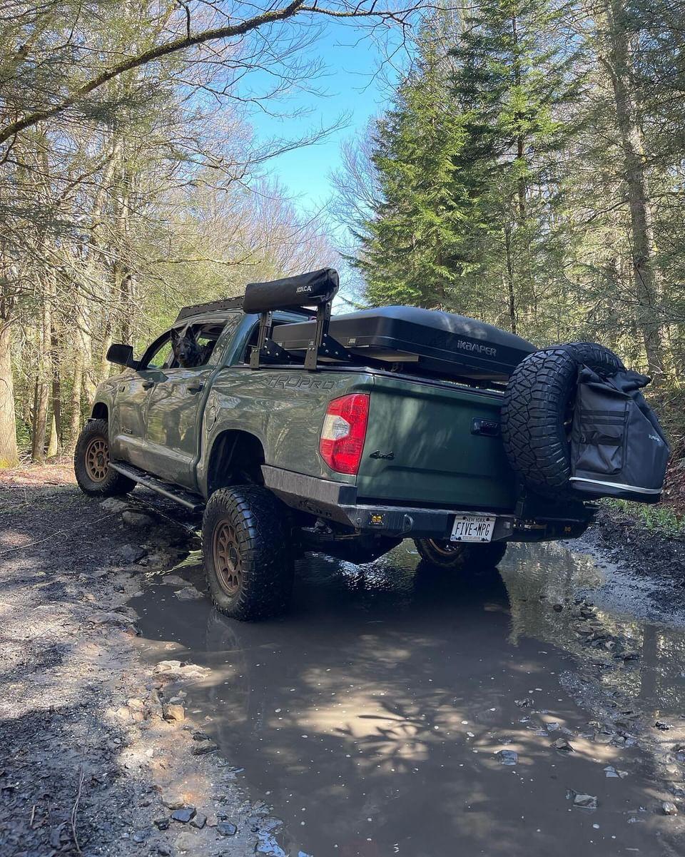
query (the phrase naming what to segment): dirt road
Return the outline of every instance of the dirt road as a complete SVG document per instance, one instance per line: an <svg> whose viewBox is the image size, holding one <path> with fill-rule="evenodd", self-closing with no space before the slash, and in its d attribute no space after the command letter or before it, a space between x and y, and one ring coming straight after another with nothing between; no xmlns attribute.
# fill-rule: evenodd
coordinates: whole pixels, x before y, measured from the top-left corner
<svg viewBox="0 0 685 857"><path fill-rule="evenodd" d="M411 542L309 556L292 612L247 625L165 518L68 484L2 497L2 857L683 852L661 554L514 547L460 579Z"/></svg>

—————

§ EXERCISE AIM: Copy out every line of the material above word for word, omitting the pictures.

§ SOLUTION TO THIS TASK:
query (the phrase naming what to segment): dirt road
Return the outline of every instance of the dirt road as a complete SVG document per instance, one instance per line: an <svg> whose viewBox is the image size, holding one <path> with fill-rule="evenodd", self-closing with no space before the slash, and in its d attribute no space after the command letter or before it, a space between x and y, and one ring coming straight after another with nothing between; no xmlns attribute.
# fill-rule: evenodd
coordinates: whole pixels, x before y, measured from the top-left corner
<svg viewBox="0 0 685 857"><path fill-rule="evenodd" d="M411 542L309 556L292 612L247 625L165 518L68 484L2 497L2 857L683 852L661 554L514 547L460 579Z"/></svg>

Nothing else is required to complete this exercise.